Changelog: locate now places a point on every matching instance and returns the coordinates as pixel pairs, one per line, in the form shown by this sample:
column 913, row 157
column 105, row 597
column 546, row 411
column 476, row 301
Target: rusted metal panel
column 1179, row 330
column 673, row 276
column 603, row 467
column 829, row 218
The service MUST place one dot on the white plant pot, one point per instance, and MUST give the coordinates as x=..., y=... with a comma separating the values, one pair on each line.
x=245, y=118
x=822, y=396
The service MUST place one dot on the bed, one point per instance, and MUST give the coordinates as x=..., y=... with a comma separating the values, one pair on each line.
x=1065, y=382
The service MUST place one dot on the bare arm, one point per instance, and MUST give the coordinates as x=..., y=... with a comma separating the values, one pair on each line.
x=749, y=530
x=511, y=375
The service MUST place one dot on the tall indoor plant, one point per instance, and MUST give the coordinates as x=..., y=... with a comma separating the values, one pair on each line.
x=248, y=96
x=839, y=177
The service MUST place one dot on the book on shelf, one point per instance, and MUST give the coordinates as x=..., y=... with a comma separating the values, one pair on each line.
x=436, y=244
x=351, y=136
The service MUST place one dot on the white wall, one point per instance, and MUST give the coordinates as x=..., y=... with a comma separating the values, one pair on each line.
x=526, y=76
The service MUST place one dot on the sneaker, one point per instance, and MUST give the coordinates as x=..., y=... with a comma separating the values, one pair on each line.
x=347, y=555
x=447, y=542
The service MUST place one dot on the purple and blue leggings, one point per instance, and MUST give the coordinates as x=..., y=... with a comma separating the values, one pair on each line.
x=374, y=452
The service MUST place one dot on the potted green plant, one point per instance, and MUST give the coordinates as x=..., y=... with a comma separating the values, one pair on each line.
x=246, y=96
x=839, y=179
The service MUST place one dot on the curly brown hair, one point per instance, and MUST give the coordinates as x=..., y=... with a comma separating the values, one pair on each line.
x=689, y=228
▬▬▬▬▬▬
> ACTION ITEM
Every record above is to be copied out again exactly as written.

> RESULT OF THIS TASK
Changelog: locate now places a point on every matching instance and returns the coordinates as pixel pairs, one per line, in the form shown by this sample:
column 913, row 157
column 105, row 597
column 546, row 411
column 476, row 301
Target: rusted metal panel
column 1179, row 330
column 673, row 276
column 603, row 467
column 829, row 218
The service MUST place one dot on the white plant pot, one point per instance, and MUST give the coordinates as x=..., y=... with a comma separating the values, one pair on each line.
x=245, y=118
x=822, y=396
The service MUST place one dot on the bed, one point per instance, and MUST give the coordinates as x=..., y=... with a comma separating the values, one pair on each line.
x=1065, y=382
The service MUST place one dot on the bare arm, one point per instance, and MUST give the coordinates as x=..., y=... with a comma separating the values, one pair on each line.
x=749, y=530
x=511, y=375
The service MUST place one dot on the tall indoor plant, one point per instance, and MUST give the coordinates as x=..., y=... with a comma separating the values, one pair on each line.
x=248, y=96
x=839, y=177
The service MUST place one dot on the book on shelf, one point per instance, and MUST give the coordinates as x=..., y=... with a comma separating the values, one pair on each line.
x=436, y=244
x=351, y=136
The service MUST place one dot on the white wall, one point per instance, and MUST give the coordinates as x=..., y=... with a comma separating the values, one pair on each line.
x=526, y=76
The service MUST place one dot on the sneaker, one point per instance, and MUST give the coordinates as x=..., y=... with a comma separating the values, one pair on each line.
x=347, y=555
x=447, y=542
The service MUST place one dot on the purple and blue leggings, one point per instance, and MUST give the coordinates as x=..., y=... with a comma separating the values, one pair on each line.
x=374, y=452
The service MUST place one dot on the potted green plant, one point per instance, and MUST give the coordinates as x=..., y=... with a comma separating the values, one pair on each line.
x=246, y=96
x=839, y=179
The service MUST place one dot on the curly brown hair, one point per instance, and MUST give the coordinates as x=..., y=... with a comma separating the values, one pair on each line.
x=689, y=228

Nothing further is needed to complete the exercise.